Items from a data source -

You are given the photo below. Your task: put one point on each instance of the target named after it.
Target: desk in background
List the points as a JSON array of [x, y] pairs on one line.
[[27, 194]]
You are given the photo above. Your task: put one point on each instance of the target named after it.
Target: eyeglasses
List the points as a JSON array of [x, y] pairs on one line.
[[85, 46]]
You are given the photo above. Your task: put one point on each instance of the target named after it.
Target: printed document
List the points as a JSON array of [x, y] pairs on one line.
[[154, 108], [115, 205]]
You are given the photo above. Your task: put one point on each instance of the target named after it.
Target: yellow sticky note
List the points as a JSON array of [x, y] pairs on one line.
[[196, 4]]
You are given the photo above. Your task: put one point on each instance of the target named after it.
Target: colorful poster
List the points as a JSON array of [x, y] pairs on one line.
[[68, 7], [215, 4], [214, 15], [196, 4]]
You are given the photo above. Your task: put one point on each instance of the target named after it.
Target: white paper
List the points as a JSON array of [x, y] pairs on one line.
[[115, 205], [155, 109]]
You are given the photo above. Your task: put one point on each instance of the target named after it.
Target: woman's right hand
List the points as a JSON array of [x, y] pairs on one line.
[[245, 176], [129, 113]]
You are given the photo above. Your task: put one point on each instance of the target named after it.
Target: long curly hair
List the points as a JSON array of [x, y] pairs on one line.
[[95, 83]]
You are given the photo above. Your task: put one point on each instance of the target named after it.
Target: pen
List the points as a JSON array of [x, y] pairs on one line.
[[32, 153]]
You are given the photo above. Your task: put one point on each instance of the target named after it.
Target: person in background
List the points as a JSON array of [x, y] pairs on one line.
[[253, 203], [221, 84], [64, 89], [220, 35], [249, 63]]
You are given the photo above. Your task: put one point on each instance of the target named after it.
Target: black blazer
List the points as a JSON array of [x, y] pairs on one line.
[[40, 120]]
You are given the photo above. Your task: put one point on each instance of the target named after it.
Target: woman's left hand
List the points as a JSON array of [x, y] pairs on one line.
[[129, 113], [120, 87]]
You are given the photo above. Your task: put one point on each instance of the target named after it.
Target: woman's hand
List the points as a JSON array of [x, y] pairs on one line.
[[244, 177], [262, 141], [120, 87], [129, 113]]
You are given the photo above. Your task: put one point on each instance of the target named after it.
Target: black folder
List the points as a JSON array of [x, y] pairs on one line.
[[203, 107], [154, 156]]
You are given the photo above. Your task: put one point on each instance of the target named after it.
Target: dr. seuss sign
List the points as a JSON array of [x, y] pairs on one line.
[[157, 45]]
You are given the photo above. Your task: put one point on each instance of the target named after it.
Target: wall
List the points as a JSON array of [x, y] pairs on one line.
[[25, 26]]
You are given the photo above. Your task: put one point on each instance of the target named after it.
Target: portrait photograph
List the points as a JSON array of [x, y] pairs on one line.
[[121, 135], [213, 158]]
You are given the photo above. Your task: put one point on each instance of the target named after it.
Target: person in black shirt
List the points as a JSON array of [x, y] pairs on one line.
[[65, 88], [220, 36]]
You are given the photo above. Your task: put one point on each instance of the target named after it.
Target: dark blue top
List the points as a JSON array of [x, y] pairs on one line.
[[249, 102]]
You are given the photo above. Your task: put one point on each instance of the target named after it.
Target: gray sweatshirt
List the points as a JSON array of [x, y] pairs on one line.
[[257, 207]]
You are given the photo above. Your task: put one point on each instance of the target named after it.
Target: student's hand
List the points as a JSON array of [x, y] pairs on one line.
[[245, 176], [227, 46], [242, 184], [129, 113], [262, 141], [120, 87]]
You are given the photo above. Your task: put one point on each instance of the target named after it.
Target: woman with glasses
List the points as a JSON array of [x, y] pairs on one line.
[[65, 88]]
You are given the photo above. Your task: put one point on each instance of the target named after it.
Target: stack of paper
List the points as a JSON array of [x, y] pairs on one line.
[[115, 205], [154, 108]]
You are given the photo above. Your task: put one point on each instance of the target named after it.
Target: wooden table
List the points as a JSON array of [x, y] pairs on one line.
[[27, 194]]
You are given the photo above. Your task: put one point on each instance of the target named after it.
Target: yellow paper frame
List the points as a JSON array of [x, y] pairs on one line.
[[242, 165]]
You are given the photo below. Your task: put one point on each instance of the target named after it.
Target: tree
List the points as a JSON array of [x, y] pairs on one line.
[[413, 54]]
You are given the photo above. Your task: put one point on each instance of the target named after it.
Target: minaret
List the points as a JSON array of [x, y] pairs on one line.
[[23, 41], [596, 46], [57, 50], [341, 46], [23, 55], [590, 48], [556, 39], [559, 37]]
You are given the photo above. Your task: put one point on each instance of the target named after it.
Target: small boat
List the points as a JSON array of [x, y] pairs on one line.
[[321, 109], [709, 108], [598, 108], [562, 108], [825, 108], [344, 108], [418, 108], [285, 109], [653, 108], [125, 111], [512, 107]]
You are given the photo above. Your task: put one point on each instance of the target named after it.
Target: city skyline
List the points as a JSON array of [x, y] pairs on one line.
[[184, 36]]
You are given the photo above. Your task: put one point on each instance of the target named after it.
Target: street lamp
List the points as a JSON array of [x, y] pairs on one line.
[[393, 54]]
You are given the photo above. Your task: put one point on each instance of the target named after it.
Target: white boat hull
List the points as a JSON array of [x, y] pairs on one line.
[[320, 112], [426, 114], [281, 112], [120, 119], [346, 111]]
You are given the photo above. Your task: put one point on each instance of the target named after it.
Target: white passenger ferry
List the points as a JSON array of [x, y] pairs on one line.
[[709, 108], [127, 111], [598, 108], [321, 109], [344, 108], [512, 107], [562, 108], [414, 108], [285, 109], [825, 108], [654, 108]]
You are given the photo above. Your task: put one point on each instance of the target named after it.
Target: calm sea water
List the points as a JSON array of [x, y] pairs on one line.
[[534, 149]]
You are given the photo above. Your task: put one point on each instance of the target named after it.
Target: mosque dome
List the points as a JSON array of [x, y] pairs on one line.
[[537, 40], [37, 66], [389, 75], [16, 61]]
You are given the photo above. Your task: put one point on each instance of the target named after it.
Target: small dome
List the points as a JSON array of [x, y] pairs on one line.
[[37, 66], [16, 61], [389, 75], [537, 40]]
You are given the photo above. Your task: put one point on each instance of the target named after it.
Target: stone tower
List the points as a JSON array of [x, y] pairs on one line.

TRY IT - Repeat each record above precisely as written.

ANSWER BOX -
You are given the photo below. Your task: put one point on each instance of the target named after it.
Target: desk in background
List the points as a JSON array of [x, y] pairs on one line.
[[27, 194]]
You are given the photo above. Your task: put one point on each instance of the target named after it.
Target: eyeglasses
List the points as a JSON array of [x, y] pairs on one line.
[[85, 46]]
You are given the photo above. Your task: put one point on each instance of the target named after it.
Target: printed document
List the points as a JSON array of [x, y] pairs on one line.
[[154, 108], [115, 205]]
You are given the photo above. Your task: put one point on each instance of the target named after it.
Target: yellow sticky note
List the points as a JSON array of [x, y] pairs on one line.
[[196, 4]]
You are given the photo above. Your task: put one point on each instance of the target named after it.
Target: colorful poster
List the points as a JSON array of [x, y] pairs on one line.
[[68, 7], [215, 4], [214, 15], [196, 4]]
You are given the photo above. Your task: put one point on each instance of the target named after it.
Target: white paper
List the points as a JSON array of [x, y] pairs on one line.
[[115, 205], [155, 109]]
You are given the photo above. Your task: put one point on each instance of the target named after it.
Target: woman's right hand
List the points as a JSON array of [x, y] pairs on one line.
[[245, 176], [129, 113]]
You are given the photo above. Your task: put one point on each instance of the target named after it.
Target: long curly hair
List the points as a JSON array of [x, y] pairs on one line.
[[95, 83]]
You are given the photo above. Your task: put one point on each instance of the target named after it.
Target: pen
List the points as a JSON array of [x, y] pairs on one line.
[[32, 153]]
You are given the photo above. Your task: put one point on each instance of the target named after it.
Target: person in background
List the points as a JSON array of [x, y] pairs on one line.
[[253, 203], [221, 84], [64, 89], [220, 35], [249, 63]]
You are given the photo above. Your task: put one point on each instance of the target named after it.
Target: black blazer
List the points as a JSON array of [x, y] pairs on one line.
[[40, 120]]
You are given the photo above. Your task: put one point on each instance of the target named after it.
Target: woman's left hand
List the points as a JSON array of [x, y] pairs on one line.
[[129, 113], [120, 87]]
You are given the photo above. Your task: put one point on each instance of the target named after it.
Target: woman's hand
List the points as a JSON array of [x, y] pairs on one line.
[[244, 177], [262, 141], [120, 87], [129, 113]]
You are given the photo above. Your task: put one point on each instance of the target named after it.
Target: black folder
List the points as a JSON array of [x, y] pairs on one line.
[[203, 107], [154, 156]]
You are given the photo above. Your task: put one point on each instance of the target named after it.
Target: dr. seuss sign
List the points as a JSON array of [x, y] pairs on one line.
[[157, 45]]
You are given the photo above. Your task: put one point on each instance of the target named after it.
Target: wall
List the points as a JSON array of [x, y] pairs on one line.
[[25, 26]]
You are given the photo above. Your task: put one point on each instance of the target named after it.
Target: portrait photograph
List the points as a JSON array of [x, y] pairs on one line.
[[121, 135], [213, 158]]
You are given the photo above. Your task: put one point on each instance of the target named after it.
Target: person in black shirt
List the points as a JSON array of [x, y] pairs on one line.
[[65, 88], [220, 36]]
You are given the photo above. Your task: put one point on each instance of the target named after it.
Target: dark blue top
List the points as a JSON array of [x, y] pairs on one line.
[[249, 102]]
You are given the photo above. Your task: put one point on each instance of the target named after it.
Target: gray sweatshirt
List the points as a JSON array of [x, y] pairs on one line.
[[257, 207]]
You are given the photo above. Your task: put one point on each instance of the target named after it.
Target: student's hand
List the points as a JSON array of [x, y] pairs on one line.
[[245, 176], [227, 46], [242, 184], [129, 113], [262, 141], [120, 87]]
You are given the photo above. Your task: put one point on each instance of the target named after it.
Target: woman with glasses
List the points as a JSON array of [x, y] pairs on one line.
[[65, 88]]
You are given the photo above. Your task: put one point on each instance of the target named after it.
Target: stack of paper
List the points as a JSON array of [x, y] pairs on one line.
[[115, 205], [154, 108]]
You are given the photo above. Your task: put one point on each instance of the target named after it.
Target: wooden table
List the points as a JSON array of [x, y] pairs on one line.
[[27, 194]]
You are given the photo above. Your task: put one point on each instance of the target named after it.
Target: yellow paper frame
List the points as a JSON array of [x, y] pairs on one line.
[[242, 165]]
You are given the photo below. Your task: put one point on each instance of the target named after it.
Target: tree
List the points as a JSON array of [x, y] pairs on one line.
[[413, 54]]
You are given the photo above. Your task: put one point on each instance of the target named after it.
Target: minaret
List the points as a JSON array of [x, y] pairs on one line.
[[23, 41], [596, 46], [57, 50], [341, 46], [23, 55], [590, 48], [556, 39], [559, 37]]
You are given the photo above. Your task: put one point on each instance of the target named after it.
Target: small boat
List the points as a JSON array of [x, y] pairs on one line.
[[321, 109], [709, 108], [598, 108], [562, 108], [825, 108], [344, 108], [418, 108], [285, 109], [653, 108], [125, 111], [512, 107]]
You are given the photo above. Your task: put one point on each instance of the target named after it.
Target: city skyline
List the points as a JSON array of [x, y] pairs on one line.
[[184, 36]]
You are given the photo above. Your task: put one point on each instance of the target named after it.
Target: street lamp
List the points as a JSON array of [x, y] pairs on one line.
[[393, 54]]
You are given the photo above. Your task: put one point on each instance of the target named after it.
Target: white boat hull
List the points as a JSON array of [x, y] pairs on one line.
[[320, 112], [426, 114], [281, 112], [120, 119], [346, 111]]
You are given the photo above. Your task: put one point on each instance of the target named after it.
Target: white passenger ferry
List the points as a JSON array of [x, y] pairs on one line.
[[709, 108], [127, 111], [598, 108], [321, 109], [344, 108], [512, 107], [562, 108], [414, 108], [285, 109], [825, 108], [654, 108]]
You are given the photo above. Your task: put one point on each instance of the target named after it.
Target: calm sea water
List the points as a JSON array of [x, y] pairs on one line.
[[534, 149]]
You are given the photo above. Your task: put one point on each instance of the target named after it.
Target: mosque dome
List the points as a JSON array of [x, y] pairs on one line.
[[537, 40], [37, 66], [389, 75], [16, 61]]
You are given the photo above. Your task: put one point on each instance of the target named after it.
Target: small dome
List the points as a JSON array of [x, y] pairs on one line.
[[37, 66], [16, 61], [389, 75], [537, 40]]
You are given the photo above. Your task: put one point on each instance of the target named after it.
Target: stone tower
List the points as a JSON array of [x, y] pairs on one line.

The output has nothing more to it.